Object position labeling entries
□ □ □ □ □ □ □

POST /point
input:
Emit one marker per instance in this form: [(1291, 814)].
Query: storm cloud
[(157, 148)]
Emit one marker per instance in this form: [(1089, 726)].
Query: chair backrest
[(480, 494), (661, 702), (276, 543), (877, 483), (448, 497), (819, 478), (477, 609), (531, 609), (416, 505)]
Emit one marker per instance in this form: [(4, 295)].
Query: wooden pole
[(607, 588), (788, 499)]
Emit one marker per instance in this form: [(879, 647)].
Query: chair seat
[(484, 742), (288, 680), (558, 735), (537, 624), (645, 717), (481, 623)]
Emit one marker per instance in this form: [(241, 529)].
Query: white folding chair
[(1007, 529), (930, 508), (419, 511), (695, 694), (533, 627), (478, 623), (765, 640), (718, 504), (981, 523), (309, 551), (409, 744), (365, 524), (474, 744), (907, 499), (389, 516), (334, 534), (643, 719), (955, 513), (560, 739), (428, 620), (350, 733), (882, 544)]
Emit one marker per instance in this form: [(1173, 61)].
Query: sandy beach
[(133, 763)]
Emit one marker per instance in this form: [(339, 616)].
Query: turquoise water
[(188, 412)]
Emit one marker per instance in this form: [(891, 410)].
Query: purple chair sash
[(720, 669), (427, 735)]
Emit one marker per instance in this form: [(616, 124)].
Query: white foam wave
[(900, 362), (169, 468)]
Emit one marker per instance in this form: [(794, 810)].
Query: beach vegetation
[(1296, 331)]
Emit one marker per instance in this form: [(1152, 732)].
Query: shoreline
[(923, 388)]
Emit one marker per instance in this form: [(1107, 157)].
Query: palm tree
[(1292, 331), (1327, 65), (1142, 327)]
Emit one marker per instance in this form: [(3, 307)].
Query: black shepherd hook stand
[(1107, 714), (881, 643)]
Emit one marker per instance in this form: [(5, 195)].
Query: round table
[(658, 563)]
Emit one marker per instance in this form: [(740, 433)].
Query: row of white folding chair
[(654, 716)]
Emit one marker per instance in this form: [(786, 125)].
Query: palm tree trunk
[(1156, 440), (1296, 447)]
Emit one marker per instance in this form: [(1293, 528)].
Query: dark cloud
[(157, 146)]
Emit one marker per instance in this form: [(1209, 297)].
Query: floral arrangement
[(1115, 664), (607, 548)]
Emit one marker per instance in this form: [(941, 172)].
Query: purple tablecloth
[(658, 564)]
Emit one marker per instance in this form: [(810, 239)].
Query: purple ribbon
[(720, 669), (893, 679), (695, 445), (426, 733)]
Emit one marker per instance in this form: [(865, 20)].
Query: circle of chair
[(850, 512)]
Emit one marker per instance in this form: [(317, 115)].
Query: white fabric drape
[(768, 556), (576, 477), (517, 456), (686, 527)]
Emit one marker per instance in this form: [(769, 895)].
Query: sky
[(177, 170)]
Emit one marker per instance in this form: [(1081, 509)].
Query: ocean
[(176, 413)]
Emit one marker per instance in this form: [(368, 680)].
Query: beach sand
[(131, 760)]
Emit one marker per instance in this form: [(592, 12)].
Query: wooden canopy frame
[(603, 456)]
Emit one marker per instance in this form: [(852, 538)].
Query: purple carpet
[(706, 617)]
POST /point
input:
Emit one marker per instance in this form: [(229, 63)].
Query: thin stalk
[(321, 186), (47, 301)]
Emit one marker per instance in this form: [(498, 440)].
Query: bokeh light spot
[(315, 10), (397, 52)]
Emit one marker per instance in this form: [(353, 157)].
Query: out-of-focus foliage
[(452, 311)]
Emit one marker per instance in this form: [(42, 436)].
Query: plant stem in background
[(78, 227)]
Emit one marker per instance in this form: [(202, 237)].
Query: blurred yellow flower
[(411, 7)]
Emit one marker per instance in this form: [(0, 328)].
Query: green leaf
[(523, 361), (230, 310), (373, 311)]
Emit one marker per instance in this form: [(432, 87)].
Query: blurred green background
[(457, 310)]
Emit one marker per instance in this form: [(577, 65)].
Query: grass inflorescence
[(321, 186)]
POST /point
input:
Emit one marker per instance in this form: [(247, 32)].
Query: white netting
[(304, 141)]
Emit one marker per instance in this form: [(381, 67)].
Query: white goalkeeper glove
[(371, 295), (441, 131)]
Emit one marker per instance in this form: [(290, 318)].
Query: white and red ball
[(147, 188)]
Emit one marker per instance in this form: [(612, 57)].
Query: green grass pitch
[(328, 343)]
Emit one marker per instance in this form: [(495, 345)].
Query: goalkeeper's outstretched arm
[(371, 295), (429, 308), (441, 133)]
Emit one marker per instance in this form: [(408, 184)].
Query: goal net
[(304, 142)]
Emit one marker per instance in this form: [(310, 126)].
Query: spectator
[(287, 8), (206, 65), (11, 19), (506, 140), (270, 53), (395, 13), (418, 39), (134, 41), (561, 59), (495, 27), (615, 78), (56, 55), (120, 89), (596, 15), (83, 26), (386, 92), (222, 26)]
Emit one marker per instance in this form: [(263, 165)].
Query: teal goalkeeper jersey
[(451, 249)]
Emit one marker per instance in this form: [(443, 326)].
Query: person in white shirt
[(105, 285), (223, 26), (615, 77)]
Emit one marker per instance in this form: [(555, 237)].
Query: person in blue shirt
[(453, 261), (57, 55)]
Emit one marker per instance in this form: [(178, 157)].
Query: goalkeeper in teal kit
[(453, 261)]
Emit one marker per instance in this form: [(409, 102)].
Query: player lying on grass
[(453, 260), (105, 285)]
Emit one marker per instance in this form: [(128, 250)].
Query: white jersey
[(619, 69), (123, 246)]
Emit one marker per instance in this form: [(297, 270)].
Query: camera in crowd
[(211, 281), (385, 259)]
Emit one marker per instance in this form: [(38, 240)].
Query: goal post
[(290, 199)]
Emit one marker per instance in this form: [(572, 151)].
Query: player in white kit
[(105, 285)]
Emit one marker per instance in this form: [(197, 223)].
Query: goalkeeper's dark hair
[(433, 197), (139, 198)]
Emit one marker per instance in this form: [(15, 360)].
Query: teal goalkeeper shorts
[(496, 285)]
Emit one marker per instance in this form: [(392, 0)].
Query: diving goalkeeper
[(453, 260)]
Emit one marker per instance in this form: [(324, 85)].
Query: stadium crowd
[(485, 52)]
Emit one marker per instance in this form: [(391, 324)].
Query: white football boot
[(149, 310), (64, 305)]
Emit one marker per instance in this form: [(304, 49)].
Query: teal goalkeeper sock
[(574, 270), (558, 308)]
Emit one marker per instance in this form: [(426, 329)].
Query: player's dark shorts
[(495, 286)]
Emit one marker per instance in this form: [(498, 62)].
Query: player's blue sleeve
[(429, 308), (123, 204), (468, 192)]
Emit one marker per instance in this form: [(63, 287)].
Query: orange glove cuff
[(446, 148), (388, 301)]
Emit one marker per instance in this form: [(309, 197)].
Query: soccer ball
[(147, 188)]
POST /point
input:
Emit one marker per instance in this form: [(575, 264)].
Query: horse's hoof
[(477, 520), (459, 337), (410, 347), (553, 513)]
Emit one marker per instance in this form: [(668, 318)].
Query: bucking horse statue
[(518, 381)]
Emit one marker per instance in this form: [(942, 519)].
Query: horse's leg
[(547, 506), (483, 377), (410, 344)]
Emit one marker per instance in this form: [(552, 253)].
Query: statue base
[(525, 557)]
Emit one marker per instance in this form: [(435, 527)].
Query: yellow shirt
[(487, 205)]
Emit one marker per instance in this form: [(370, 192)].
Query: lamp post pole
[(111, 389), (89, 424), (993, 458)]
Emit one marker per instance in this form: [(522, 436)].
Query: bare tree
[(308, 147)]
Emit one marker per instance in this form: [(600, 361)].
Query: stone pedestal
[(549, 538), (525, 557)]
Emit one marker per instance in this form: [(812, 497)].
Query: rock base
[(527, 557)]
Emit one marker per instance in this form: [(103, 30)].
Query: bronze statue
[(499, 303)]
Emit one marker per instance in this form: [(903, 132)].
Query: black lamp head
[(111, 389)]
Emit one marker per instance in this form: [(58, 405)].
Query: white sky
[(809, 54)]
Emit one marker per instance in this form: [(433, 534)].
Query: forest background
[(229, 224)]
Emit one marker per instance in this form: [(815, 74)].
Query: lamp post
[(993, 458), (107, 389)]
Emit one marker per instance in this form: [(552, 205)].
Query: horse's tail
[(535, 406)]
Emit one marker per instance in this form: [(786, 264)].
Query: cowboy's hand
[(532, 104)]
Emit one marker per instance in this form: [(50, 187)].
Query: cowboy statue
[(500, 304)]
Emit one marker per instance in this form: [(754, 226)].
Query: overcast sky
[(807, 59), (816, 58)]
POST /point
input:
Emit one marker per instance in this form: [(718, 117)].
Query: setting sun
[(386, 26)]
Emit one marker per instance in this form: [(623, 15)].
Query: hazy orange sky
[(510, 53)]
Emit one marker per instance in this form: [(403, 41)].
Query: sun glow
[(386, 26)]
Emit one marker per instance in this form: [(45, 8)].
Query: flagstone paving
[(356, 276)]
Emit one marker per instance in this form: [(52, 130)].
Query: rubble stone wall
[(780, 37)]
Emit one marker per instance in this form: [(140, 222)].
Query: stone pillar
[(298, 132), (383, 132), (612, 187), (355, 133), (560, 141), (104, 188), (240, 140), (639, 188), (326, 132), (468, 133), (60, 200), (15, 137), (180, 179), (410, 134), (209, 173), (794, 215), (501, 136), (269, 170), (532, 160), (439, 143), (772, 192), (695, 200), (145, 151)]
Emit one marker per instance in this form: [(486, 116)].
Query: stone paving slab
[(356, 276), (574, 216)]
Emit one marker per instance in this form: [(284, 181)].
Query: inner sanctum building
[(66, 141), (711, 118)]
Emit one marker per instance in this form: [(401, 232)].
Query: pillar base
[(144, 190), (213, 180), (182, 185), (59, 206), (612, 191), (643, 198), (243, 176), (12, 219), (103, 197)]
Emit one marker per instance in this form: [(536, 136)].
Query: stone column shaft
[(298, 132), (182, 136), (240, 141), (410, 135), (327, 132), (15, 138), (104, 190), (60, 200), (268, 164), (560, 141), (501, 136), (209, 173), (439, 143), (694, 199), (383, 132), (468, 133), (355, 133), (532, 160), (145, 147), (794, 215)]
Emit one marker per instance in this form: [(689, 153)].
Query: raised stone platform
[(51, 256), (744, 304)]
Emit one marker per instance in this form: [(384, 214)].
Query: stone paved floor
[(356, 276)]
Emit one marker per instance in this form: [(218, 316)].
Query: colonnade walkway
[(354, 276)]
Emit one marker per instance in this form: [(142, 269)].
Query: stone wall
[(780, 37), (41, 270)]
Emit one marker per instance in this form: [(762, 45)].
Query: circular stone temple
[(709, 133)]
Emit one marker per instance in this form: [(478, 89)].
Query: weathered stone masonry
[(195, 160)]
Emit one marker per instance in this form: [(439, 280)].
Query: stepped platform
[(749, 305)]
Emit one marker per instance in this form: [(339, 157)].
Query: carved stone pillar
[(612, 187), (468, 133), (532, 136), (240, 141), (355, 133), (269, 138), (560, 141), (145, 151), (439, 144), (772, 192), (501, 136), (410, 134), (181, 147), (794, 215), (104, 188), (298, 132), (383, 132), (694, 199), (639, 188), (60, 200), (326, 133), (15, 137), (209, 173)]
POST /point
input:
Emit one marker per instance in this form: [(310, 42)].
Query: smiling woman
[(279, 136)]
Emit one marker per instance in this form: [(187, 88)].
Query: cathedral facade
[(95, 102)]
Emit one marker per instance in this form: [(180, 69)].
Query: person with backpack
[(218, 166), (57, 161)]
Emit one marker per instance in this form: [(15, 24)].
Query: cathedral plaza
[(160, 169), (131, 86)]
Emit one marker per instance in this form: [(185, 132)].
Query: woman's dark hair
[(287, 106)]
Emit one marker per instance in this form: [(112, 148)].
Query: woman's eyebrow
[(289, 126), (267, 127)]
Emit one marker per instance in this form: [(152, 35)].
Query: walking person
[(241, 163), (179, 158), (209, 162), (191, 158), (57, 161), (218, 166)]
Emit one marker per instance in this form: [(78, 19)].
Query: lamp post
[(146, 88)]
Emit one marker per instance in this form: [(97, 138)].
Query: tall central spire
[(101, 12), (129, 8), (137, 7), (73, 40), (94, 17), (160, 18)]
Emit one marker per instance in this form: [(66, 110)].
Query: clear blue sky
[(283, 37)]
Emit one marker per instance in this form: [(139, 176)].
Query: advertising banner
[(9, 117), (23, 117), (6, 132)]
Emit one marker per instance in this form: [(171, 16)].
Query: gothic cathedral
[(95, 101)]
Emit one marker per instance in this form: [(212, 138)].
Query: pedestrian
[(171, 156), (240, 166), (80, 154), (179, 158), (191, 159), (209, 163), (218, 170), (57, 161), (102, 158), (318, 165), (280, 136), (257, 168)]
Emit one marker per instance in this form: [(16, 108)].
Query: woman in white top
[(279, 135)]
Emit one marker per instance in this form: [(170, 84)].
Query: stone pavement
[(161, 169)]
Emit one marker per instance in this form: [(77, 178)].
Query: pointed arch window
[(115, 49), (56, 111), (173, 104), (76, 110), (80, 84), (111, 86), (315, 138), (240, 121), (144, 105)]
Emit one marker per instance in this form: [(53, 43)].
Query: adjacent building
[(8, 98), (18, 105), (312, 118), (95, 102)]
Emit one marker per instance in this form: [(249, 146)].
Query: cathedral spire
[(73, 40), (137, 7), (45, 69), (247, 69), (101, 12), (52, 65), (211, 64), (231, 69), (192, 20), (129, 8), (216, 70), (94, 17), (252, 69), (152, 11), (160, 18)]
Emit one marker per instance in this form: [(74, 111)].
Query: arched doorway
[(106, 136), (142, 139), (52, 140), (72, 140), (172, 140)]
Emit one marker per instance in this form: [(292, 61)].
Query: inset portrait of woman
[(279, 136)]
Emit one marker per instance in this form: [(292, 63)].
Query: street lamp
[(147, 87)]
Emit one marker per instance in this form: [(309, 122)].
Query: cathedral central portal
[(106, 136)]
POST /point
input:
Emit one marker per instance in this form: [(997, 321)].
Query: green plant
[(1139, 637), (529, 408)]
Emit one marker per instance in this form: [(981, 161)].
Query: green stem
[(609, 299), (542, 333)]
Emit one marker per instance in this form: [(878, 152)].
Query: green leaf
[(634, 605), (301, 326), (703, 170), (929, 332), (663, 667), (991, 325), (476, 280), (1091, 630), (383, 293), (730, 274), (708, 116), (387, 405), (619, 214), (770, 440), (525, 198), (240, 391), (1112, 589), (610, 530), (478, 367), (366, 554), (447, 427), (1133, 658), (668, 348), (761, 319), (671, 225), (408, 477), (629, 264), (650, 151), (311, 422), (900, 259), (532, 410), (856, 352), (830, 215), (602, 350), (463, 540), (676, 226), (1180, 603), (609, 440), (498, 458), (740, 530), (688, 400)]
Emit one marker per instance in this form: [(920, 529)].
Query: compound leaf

□ □ □ □ □ □ □

--- Set exercise ---
Output everything from the line containing "Emit one marker per instance in this form: [(339, 616)]." down to the line containing "[(654, 716)]" as a numbered list, skipping any blank lines.

--- Task response ---
1. Emit one marker per instance in this form: [(339, 616)].
2. Query: turquoise water
3. [(188, 412)]
4. Emit one marker per instance in this form: [(891, 410)].
5. Query: purple chair sash
6. [(720, 669), (427, 735)]
7. Emit one marker per instance in this form: [(616, 124)].
8. Query: white foam wave
9. [(900, 362), (169, 468)]
10. Emit one marker per instance in this form: [(794, 810)].
11. Query: beach vegetation
12. [(1296, 331)]
13. Emit one marker per instance in this form: [(1152, 732)].
14. Query: shoreline
15. [(923, 388)]
16. Emit one marker per instance in this form: [(1107, 157)].
17. Query: palm tree
18. [(1292, 331), (1327, 65), (1142, 327)]
19. Emit one marker per instance in this form: [(3, 307)].
20. Query: black shepherd hook stand
21. [(1107, 714), (881, 643)]
22. Emit one marker per instance in this form: [(5, 195)].
23. Query: round table
24. [(658, 563)]
25. Emit one marker per instance in this form: [(740, 433)].
26. Query: row of white folding chair
27. [(654, 716)]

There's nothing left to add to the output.